Schernfeld
Ein Greenhorn beim Schäfer

Zum Abschluss der Serie "EK-Ferienjob" ein Besuch bei Alfred Eichhorn

06.09.2018 | Stand 23.09.2023, 4:00 Uhr
Johanna Umbach
Einen Tag in der Schernfelder Schäferei Eichhorn erlebte EK-Praktikantin Johanna Umbach. −Foto: Umbach/Kuhla

Schernfeld (EK) 11 Uhr im Stall. Ich stehe im Weg. Schäfer Alfred Eichhorn bewegt sich ruhig und routiniert an den Schafen vorbei, schaut nach den Lämmern und räumt ein wenig auf. Alles scheint ihm ganz leicht und natürlich von der Hand zu gehen. Bei meinem Versuch, ihm nicht in die Quere zu kommen und mich unauffällig zu verhalten, erschrecke ich natürlich mit meinen Bewegungen die Schafe. Unruhe im Stall. Ein Stadtkind beim Schäfer, diesen Eindruck wollte ich doch unbedingt vermeiden!

- Vorliegende Daten -

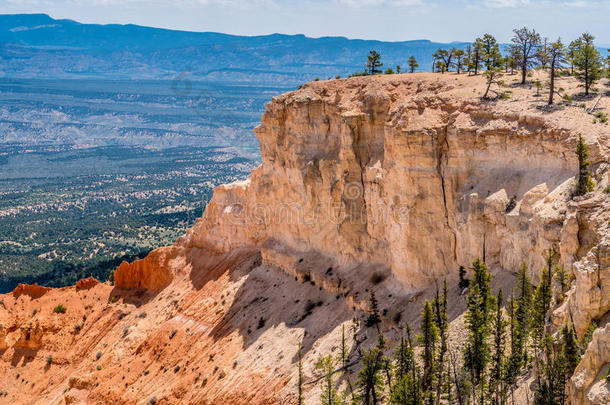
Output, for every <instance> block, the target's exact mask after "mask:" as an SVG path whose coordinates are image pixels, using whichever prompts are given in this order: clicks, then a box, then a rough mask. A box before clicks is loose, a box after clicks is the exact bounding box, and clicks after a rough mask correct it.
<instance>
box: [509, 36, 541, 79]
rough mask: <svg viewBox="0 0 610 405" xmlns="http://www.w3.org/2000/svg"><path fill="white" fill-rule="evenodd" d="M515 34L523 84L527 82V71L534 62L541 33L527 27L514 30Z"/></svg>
mask: <svg viewBox="0 0 610 405" xmlns="http://www.w3.org/2000/svg"><path fill="white" fill-rule="evenodd" d="M513 32H514V33H515V35H514V36H513V38H512V42H513V44H514V50H515V55H516V56H517V61H518V62H519V63H520V65H521V84H525V79H526V77H527V71H528V69H530V67H531V66H532V64H533V59H534V57H535V55H536V54H537V51H538V46H539V45H540V35H539V34H538V33H537V32H536V31H534V30H529V29H527V28H526V27H523V28H520V29H515V30H513Z"/></svg>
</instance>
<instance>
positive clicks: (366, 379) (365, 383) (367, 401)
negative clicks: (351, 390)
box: [356, 345, 387, 405]
mask: <svg viewBox="0 0 610 405" xmlns="http://www.w3.org/2000/svg"><path fill="white" fill-rule="evenodd" d="M386 361H387V358H386V357H385V355H384V354H383V350H382V349H381V348H380V347H379V345H376V346H374V347H372V348H371V349H369V350H366V349H364V350H362V370H360V372H359V373H358V380H357V381H356V386H357V387H358V389H359V391H360V395H359V398H360V400H361V401H362V404H364V405H377V404H379V403H380V402H381V401H382V399H383V379H382V377H381V372H382V371H383V367H384V365H385V363H386Z"/></svg>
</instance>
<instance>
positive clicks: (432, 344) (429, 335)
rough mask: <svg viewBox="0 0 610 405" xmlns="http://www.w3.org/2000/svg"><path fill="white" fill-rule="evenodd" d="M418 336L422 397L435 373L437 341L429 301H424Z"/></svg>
mask: <svg viewBox="0 0 610 405" xmlns="http://www.w3.org/2000/svg"><path fill="white" fill-rule="evenodd" d="M421 322H422V323H421V328H420V334H419V336H418V340H419V342H420V343H421V345H422V346H423V353H422V364H423V368H424V374H423V379H422V390H423V391H424V395H426V394H427V393H428V391H430V390H431V389H432V383H433V380H434V372H435V359H436V342H437V340H438V329H437V327H436V323H435V320H434V311H433V309H432V305H431V304H430V301H428V300H426V302H425V304H424V309H423V312H422V321H421Z"/></svg>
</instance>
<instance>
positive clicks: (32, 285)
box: [13, 283, 50, 298]
mask: <svg viewBox="0 0 610 405" xmlns="http://www.w3.org/2000/svg"><path fill="white" fill-rule="evenodd" d="M49 290H50V288H49V287H43V286H40V285H38V284H36V283H34V284H19V285H18V286H17V287H15V289H14V290H13V295H14V296H15V297H19V296H21V295H24V294H25V295H29V296H30V297H32V298H40V297H42V296H43V295H44V294H45V293H46V292H47V291H49Z"/></svg>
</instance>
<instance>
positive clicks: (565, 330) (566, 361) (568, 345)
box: [561, 325, 580, 378]
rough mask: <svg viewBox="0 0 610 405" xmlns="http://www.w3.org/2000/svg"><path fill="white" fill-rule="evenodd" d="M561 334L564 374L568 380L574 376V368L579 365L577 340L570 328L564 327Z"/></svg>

- Zu beantwortende Fragen -
[1] Erkläre in ein bis drei Sätzen anhand des Berichts über die Schäferei Eichhorn, wodurch die Unruhe im Stall entsteht.
[2] Führe den Bericht über die Schäferei Eichhorn im Anschluss an seinen letzten Satz weiter.
Die Einträge sind eigenständiges Material und gehören nicht zum Bericht über die Schäferei Eichhorn.

- Antworten je Aufgabe -
[1] Die Praktikantin versucht, dem Schäfer nicht in die Quere zu kommen und sich unauffällig zu verhalten. Dabei erschreckt sie mit ihren Bewegungen die Schafe, und so entsteht Unruhe im Stall.

[2]
Alfred Eichhorn ist aber ein sehr geduldiger Mensch und nachsichtig mit mir. Der Schernfelder Schäfer leitet einen Betrieb mit etwa 500 Schafen. "Die ganze Familie hilft zusammen und nur so kann so ein Betrieb funktionieren. " Bei Alfred Eichhorn, Sohn Johannes, Azubi Peter Betz und dem angestellten Wanderschäfer Frank Kuhla sitzt jeder Handgriff. "Wir haben Merinoschafe, die Fleisch und sehr feine Wolle geben und auch für die Landschaftspflege zuständig sind. Daneben laufen noch einige Burenziegen mit, deren Fleisch wir auch verkaufen und die höhere Sträucher und Büsche verbeißen", erklärt Eichhorn.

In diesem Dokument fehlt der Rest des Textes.